Éléments répertoriés dans un jeu de données:
........

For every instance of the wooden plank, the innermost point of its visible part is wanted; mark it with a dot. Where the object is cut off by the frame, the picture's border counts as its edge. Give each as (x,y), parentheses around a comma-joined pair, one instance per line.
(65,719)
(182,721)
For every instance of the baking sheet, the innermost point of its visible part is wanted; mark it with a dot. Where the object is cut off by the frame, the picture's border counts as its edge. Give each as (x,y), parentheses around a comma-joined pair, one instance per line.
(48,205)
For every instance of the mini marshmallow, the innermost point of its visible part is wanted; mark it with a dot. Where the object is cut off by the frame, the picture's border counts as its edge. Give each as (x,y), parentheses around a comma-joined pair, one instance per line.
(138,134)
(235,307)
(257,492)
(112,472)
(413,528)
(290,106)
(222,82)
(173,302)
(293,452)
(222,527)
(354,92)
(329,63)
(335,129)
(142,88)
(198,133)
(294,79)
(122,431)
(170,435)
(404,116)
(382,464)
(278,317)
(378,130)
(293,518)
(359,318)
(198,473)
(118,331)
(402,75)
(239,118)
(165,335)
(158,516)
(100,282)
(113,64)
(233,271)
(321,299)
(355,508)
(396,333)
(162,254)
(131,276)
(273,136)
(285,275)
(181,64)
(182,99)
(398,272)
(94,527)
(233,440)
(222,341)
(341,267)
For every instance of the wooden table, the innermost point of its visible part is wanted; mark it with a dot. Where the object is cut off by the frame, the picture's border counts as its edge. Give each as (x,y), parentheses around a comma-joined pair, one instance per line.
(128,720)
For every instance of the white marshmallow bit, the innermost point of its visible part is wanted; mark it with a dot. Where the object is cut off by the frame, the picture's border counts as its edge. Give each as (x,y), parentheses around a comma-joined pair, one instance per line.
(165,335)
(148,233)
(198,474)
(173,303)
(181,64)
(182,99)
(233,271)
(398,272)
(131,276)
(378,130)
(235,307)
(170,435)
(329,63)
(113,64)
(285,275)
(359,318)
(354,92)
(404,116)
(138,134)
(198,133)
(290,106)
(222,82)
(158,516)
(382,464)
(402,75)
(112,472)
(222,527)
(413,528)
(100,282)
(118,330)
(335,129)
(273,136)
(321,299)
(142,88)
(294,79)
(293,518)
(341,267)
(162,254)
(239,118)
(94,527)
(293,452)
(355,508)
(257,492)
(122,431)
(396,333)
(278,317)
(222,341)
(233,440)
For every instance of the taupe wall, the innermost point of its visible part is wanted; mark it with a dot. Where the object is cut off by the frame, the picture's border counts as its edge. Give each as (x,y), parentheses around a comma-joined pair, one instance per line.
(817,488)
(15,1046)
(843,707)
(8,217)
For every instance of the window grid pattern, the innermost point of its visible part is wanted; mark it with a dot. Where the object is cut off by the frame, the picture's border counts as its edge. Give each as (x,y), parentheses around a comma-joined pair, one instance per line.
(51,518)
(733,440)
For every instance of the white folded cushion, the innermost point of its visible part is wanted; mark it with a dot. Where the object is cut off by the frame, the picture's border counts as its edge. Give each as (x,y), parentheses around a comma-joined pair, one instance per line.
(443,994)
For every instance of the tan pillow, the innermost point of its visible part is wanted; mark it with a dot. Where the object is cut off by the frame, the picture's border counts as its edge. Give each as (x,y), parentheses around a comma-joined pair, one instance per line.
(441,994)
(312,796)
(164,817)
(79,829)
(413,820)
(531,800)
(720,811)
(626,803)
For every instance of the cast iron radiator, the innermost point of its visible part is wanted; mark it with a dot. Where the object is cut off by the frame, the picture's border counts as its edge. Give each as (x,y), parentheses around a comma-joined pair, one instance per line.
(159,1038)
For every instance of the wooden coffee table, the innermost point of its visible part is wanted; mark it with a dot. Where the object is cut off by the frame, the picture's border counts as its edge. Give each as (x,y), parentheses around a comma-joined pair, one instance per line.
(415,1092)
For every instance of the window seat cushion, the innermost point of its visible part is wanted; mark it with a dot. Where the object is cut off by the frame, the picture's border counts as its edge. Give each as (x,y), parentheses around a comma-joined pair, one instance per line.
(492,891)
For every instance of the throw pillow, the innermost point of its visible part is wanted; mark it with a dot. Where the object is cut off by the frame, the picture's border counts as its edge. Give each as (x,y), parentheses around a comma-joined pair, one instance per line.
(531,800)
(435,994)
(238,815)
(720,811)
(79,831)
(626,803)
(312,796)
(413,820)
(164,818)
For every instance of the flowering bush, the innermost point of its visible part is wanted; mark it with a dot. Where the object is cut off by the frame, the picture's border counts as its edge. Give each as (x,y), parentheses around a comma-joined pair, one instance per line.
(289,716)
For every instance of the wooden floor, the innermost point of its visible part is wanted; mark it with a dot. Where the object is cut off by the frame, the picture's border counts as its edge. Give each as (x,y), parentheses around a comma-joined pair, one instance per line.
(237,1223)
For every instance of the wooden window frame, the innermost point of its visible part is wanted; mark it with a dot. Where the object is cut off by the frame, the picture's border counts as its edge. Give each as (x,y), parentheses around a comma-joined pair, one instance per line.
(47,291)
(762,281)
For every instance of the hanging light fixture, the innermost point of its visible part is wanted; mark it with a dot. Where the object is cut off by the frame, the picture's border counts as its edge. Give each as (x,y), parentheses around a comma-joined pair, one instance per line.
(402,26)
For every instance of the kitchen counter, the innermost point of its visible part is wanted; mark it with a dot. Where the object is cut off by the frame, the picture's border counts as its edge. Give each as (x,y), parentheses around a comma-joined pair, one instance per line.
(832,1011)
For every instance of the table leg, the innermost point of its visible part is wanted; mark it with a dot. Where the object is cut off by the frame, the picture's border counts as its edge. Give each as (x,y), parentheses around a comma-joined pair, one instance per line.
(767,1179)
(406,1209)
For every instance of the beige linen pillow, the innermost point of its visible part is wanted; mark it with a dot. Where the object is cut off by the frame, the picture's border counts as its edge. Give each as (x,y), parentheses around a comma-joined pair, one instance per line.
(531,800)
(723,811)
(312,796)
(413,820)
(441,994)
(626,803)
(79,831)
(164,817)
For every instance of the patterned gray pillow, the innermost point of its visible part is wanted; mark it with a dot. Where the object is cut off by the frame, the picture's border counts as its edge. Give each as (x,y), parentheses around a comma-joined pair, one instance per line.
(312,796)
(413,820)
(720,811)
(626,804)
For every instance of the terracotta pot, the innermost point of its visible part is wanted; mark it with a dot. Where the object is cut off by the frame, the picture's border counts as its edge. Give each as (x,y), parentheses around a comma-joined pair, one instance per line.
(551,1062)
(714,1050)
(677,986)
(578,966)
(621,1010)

........

→ Énoncé:
Réécrivez l'ensemble des enregistrements en remplaçant partout « innermost point » par « central point », sans rien modifier d'autre.

→ Résultat obtenu:
For every instance of the wooden plank, the central point of its visible part is wanted; mark it with a dot. Where the object is cut off by the frame, the picture's border counts as its edge. Give each as (x,y), parentheses around a comma-joined pair, one instance per line.
(65,719)
(182,721)
For every instance of the baking sheet, the central point of its visible part is wanted; mark it with a dot. Where the object is cut off by the frame, the picture's border counts as its edge. Give each as (x,y), parentheses around a comma-joined pair, one instance per line.
(48,205)
For every instance of the mini marshmallow, the central point of its visible part is wanted; mark it with a dot. Where the object is cut off by the frame, the picture's border counts as its edge. Give each as (x,y), parentheses around a comma-joined pair, one instance per line.
(138,134)
(235,307)
(257,492)
(112,472)
(413,528)
(290,106)
(222,82)
(173,302)
(293,452)
(222,527)
(354,92)
(329,63)
(335,129)
(142,88)
(198,133)
(294,79)
(122,431)
(170,435)
(404,116)
(382,464)
(278,317)
(378,130)
(293,518)
(359,318)
(198,473)
(118,331)
(402,75)
(239,118)
(165,335)
(158,516)
(100,282)
(113,64)
(233,271)
(321,299)
(355,508)
(396,333)
(162,254)
(131,276)
(273,136)
(285,275)
(181,64)
(182,99)
(398,272)
(94,527)
(233,440)
(222,341)
(341,267)
For every instance of the wooden table, the central point of its visible part is wanted; mark it with a dot. Where the object is cut off by the frame, the picture's border counts as its edge. Give each as (x,y), parentheses around a comma-joined pair, one instance per line.
(128,720)
For every instance of the white marshmallow bit, the central point of its visible part is wanted; mark it with a dot. Where the object is cut off by the frame, the picture's border counts as its edge. Give each as (x,y), parentheses around a comma-joined pair, one instance per line.
(165,335)
(148,233)
(198,474)
(173,303)
(181,64)
(182,99)
(233,271)
(398,272)
(131,276)
(378,130)
(235,307)
(170,435)
(329,63)
(113,64)
(285,275)
(359,318)
(354,92)
(404,116)
(138,134)
(198,133)
(290,106)
(222,82)
(158,516)
(382,464)
(402,75)
(112,472)
(222,527)
(413,528)
(100,282)
(118,330)
(335,129)
(273,136)
(321,299)
(142,88)
(294,79)
(293,518)
(341,267)
(162,254)
(239,118)
(94,527)
(293,452)
(355,508)
(257,492)
(122,431)
(396,333)
(278,317)
(222,341)
(233,440)
For every instance of the taupe wall, the central point of its visible part is wanted; mark it with a dot. Where the object is cut off by the frame, the picture's border counts as its edge. Give each as (x,y), parentheses around a comma-joined pair, one instance per line.
(817,488)
(15,1046)
(843,707)
(8,217)
For every instance of the window grid pattern, the central point of its visible part is wanted; mark it with a dot. Where the object is cut off by the frame, the picture's border counts as its edge. Give each as (x,y), parentheses around a comma-joined pair, one instance per line.
(51,518)
(733,440)
For every instance of the white folded cushion, the central point of its visible part is wanted; mark it with a dot. Where the object is cut off by the frame, the picture's border counts as its edge. Give each as (x,y), parentheses around a comma-joined pair, one instance per line.
(443,994)
For every instance of the tan pillow, the central point of its visible part is wanted; mark it with a dot. Where the object is cut off by the frame, the picture's border counts as its edge. Give each as (x,y), parentheses around a comma-joined pair, one instance per line.
(441,994)
(312,796)
(164,817)
(79,829)
(413,820)
(531,800)
(720,811)
(626,803)
For every instance of the cast iron radiator, the central point of its visible part is wanted; mark it with a dot. Where the object is cut off by the frame, the picture's border counts as its edge. Give each as (x,y), parentheses around a comma-joined pair, one instance per line.
(159,1038)
For every instance of the wooden coffee table, the central point of its visible part is wanted; mark it with a dot. Where the object is cut off by the frame, the picture's border counts as its edge. Give each as (x,y), parentheses around a comma-joined pair, one instance per line.
(415,1092)
For every instance of the window seat cushion, the central point of its visible part is wanted; mark it with a dot. Where the object is cut off by the frame, the picture's border counts as its edge. Give each as (x,y), parentheses around a comma-joined pair, one instance per line.
(492,891)
For every instance of the throw pillow, the central point of its visible part is wanted; mark it with a dot. Where the object is cut off by the frame, the picture's border counts as its edge. Give each as (x,y), parentheses around a comma-joined pair, one instance per line.
(531,800)
(435,994)
(238,815)
(720,811)
(79,831)
(626,803)
(312,796)
(413,820)
(164,818)
For every instance of the flowering bush, the central point of its visible part is wanted; mark it with a dot. Where the object is cut off by the frame, the picture's border counts as its edge. Give each as (x,y), parentheses around a comma-joined pair, one instance per line.
(289,716)
For every instance of the wooden floor, the central point of its visible part is wanted; mark it with a dot. Where the object is cut off by the frame, the picture's border counts as its edge. Give each as (x,y), parentheses around a comma-joined pair, one instance per line.
(237,1223)
For every instance of the wooden window frame, the central point of its visible part is wanted; mark it with a dot. Where the object is cut off by the frame, the picture's border counts as its edge. Give each as (x,y), parentheses around a comma-joined pair, one instance per line.
(47,291)
(762,281)
For every instance of the hanging light fixture, the central point of its visible part is wanted; mark it with a dot. Where the object is cut off by the frame, the picture's border counts as its edge. Give each as (x,y), parentheses around a comma-joined pair, one instance per line.
(402,26)
For every instance of the kitchen counter, the central point of its visible part is wanted; mark it with a dot. Where the object is cut off by the frame, the picture's border counts as its edge. Give each as (x,y), parentheses around a comma-joined pair, one instance per line.
(832,1011)
For every instance of the table leg, the central point of its visible part is wanted; mark it with a dot. Where the object is cut off by the frame, the picture's border counts as its edge. Give each as (x,y), parentheses around a comma-joined pair, one instance per line.
(767,1179)
(406,1209)
For every instance of the beige linen pillow, the central point of its visible part is wanted; mark it with a dot. Where the object is cut off by the frame, the picture's border counts as its edge. Give each as (x,y), parentheses around a comma-joined pair, one instance per line.
(531,800)
(723,811)
(312,796)
(413,820)
(441,994)
(626,803)
(79,831)
(164,817)
For every instance of the patterned gray pillow, the central point of its visible part is wanted; mark it with a dot. Where the object is cut off by the frame, the picture's border counts as its edge. Give each as (x,y), parentheses around a comma-joined pair, one instance per line.
(312,796)
(413,820)
(720,811)
(626,804)
For every instance of the terracotta pot, the central point of its visible part is wanted; mark it with a dot. Where the object is cut off by the frame, the picture's border counts as its edge. Give each as (x,y), parentheses around a comma-joined pair, one instance per line.
(551,1062)
(714,1050)
(677,986)
(578,966)
(621,1010)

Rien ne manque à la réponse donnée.